Activity A. Name every organization mentioned in the article on hospital cesarean rates.
Activity B. Retype the passage from the article on hospital cesarean rates, starting with "Twenty-eight hospitals and" and going on through "for data collected.)".

Source text.
Hospitals deliver reduced cesarean rates
Hospitals deliver reduced cesarean rates
9-month study provides some answers
About 22% of all babies in the United States are delivered by cesarean, making the C-section the most common major surgery in the country. The cesarean rate, while down from a peak of 25% of births 10 years ago, remains four times higher than it was in 1970. The U.S. Public Health Service and the World Health Organization say that rate should be reduced to 15%.
Twenty-eight hospitals and a faculty of nine physicians and nurses who participated in The Institute for Healthcare Improvement's (IHI) Breakthrough Series on reducing cesarean rates agree the rates can be reduced without harming fetal and maternal outcomes. For nine months, they attended meetings and swapped ideas to help them meet the series' goal of reducing rates by 25%. In the end, they delivered: Half of the hospitals met their goals, and the other half made significant strides, says Andrea Kabcenell, RN, MPH, director of the collaborative series for the Boston-based IHI. (See p. 117 for data collected.)

Source information.
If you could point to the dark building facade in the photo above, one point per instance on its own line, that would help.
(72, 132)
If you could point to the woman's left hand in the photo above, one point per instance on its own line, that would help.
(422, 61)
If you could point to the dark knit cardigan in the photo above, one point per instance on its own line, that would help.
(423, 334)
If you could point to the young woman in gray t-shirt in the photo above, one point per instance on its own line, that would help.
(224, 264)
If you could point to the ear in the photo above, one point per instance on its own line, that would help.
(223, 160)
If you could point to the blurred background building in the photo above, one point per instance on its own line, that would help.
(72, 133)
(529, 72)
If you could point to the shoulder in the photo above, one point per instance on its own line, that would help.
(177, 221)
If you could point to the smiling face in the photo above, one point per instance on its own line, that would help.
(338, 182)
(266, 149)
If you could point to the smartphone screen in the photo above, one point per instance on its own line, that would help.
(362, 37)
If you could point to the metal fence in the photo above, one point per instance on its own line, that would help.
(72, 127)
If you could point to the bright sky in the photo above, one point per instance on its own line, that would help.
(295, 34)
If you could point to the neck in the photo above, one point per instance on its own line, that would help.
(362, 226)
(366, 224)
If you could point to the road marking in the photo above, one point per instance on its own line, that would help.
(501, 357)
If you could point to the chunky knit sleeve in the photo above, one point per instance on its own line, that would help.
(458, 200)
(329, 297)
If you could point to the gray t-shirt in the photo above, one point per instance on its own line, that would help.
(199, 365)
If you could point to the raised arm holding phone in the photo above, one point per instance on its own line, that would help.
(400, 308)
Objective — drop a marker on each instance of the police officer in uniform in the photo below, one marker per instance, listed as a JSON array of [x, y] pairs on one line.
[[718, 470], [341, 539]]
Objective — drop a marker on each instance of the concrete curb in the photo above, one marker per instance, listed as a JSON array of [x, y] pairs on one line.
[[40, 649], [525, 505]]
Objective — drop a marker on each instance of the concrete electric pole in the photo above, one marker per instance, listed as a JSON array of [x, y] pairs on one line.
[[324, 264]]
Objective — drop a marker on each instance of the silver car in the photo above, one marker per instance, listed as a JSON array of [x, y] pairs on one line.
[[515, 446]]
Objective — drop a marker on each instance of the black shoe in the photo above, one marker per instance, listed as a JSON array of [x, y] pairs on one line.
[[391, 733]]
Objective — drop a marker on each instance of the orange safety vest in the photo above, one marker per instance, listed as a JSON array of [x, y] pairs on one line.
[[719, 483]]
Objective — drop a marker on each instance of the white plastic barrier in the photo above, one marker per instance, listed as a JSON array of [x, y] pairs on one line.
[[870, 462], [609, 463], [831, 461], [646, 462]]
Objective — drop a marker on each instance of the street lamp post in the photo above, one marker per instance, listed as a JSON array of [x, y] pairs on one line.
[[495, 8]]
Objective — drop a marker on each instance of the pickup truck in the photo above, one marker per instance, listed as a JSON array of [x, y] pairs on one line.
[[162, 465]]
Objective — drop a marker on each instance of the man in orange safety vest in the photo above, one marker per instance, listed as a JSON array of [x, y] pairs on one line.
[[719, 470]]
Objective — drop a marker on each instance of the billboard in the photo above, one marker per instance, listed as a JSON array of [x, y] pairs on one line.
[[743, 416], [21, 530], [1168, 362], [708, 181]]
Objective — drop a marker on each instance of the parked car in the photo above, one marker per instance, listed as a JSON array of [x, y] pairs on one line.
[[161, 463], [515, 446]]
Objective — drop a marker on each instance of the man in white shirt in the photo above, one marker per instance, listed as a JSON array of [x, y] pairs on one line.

Exercise response A.
U.S. Public Health Service
World Health Organization
The Institute for Healthcare Improvement (IHI)

Exercise response B.
Twenty-eight hospitals and a faculty of nine physicians and nurses who participated in The Institute for Healthcare Improvement's (IHI) Breakthrough Series on reducing cesarean rates agree the rates can be reduced without harming fetal and maternal outcomes. For nine months, they attended meetings and swapped ideas to help them meet the series' goal of reducing rates by 25%. In the end, they delivered: Half of the hospitals met their goals, and the other half made significant strides, says Andrea Kabcenell, RN, MPH, director of the collaborative series for the Boston-based IHI. (See p. 117 for data collected.)